Copy out each line below containing "house".

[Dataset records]
##############################

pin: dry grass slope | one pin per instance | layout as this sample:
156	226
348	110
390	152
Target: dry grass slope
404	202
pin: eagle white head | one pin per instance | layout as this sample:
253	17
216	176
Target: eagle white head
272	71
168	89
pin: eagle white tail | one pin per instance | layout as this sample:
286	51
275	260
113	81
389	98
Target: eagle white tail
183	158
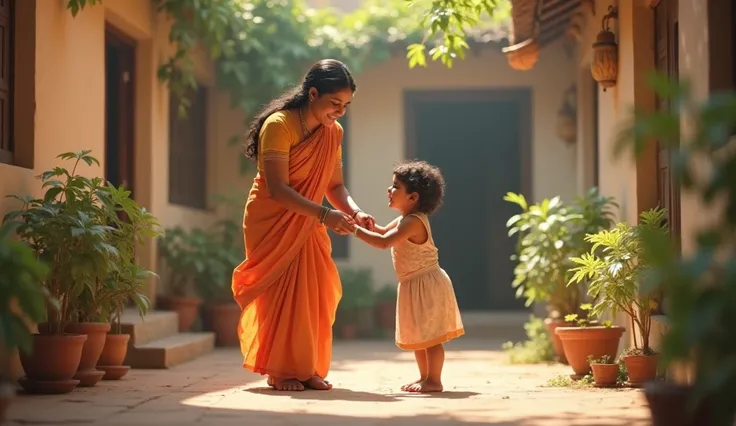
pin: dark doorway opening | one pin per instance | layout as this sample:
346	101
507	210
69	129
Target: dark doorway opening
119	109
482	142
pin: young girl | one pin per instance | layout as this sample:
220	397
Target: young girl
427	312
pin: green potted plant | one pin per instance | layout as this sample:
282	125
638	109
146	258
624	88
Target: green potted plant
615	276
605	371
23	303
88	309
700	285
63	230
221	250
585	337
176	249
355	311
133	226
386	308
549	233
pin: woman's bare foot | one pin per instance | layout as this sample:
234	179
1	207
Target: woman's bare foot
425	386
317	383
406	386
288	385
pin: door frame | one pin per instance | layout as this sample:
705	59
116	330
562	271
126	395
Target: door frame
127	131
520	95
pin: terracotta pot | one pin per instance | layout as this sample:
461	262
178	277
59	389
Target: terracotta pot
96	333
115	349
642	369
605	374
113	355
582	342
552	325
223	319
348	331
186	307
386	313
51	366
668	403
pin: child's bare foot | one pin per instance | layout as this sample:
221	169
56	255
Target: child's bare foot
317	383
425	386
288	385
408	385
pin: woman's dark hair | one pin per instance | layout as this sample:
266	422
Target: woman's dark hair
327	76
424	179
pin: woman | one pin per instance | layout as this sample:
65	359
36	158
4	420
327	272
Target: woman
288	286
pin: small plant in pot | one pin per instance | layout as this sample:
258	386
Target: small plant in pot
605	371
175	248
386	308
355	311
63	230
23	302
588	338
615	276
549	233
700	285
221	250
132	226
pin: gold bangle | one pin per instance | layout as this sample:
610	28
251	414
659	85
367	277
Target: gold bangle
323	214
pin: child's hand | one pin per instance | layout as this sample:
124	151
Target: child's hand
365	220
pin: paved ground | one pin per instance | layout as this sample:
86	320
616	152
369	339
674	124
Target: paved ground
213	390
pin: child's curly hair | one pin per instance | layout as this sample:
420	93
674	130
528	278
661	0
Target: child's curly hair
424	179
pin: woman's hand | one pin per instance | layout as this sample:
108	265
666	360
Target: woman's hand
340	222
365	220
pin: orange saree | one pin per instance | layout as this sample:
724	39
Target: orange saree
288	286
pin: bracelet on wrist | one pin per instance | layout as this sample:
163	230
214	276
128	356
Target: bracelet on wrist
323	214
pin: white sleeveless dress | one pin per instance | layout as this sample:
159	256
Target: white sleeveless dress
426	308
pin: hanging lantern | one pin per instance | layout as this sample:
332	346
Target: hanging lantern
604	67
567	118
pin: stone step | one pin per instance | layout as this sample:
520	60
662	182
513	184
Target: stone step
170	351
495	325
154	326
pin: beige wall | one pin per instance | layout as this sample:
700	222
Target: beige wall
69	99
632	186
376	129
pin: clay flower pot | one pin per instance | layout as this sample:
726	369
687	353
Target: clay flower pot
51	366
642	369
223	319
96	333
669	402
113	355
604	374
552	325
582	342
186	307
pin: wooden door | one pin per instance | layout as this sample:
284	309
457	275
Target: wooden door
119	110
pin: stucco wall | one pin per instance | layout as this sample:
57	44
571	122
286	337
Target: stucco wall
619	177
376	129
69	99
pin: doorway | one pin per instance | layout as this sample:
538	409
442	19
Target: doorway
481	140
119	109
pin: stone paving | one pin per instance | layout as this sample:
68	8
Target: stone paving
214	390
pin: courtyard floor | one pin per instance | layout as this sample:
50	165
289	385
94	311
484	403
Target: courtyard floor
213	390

##############################

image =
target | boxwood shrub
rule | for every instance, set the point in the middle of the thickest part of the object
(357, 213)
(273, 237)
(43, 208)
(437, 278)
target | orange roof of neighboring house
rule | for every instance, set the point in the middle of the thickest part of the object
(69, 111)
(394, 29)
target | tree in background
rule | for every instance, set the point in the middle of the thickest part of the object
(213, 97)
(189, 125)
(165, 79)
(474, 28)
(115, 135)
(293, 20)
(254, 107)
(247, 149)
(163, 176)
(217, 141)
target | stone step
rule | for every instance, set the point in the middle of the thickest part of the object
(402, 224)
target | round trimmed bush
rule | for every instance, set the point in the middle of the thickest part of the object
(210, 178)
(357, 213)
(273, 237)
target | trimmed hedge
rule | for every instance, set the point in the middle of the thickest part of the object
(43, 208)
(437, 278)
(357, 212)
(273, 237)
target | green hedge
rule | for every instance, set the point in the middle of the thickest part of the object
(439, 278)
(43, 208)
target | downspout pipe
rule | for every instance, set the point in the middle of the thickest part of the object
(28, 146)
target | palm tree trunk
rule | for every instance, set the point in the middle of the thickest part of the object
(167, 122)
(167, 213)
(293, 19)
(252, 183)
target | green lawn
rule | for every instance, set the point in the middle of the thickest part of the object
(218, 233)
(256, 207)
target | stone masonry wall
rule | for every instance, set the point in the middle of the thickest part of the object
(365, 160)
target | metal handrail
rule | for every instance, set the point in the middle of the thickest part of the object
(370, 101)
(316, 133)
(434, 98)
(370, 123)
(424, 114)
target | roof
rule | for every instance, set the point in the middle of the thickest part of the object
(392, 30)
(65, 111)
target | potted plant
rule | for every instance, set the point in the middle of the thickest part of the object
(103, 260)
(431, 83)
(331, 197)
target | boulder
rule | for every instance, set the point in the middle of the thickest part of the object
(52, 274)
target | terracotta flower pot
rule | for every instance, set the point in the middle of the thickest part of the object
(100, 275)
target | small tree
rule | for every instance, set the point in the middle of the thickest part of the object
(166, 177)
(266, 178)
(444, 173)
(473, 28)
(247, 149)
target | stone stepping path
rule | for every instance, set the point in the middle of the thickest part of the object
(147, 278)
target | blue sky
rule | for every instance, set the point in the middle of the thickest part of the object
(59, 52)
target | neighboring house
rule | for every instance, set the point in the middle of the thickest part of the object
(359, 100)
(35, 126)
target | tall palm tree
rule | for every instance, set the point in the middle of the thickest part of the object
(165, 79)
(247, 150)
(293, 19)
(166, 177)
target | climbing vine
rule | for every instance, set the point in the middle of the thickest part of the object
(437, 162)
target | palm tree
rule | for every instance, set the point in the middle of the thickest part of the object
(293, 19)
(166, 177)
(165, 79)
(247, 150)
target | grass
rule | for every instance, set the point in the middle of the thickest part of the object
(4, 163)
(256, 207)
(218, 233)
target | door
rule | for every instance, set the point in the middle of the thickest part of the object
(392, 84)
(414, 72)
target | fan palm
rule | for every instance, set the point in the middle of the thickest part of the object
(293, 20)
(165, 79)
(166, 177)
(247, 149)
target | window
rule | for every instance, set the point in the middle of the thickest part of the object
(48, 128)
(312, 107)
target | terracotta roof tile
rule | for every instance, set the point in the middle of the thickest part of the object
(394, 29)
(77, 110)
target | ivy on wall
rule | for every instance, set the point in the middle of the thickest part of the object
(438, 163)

##############################

Solution below –
target | orange roof of neighboring house
target | neighboring house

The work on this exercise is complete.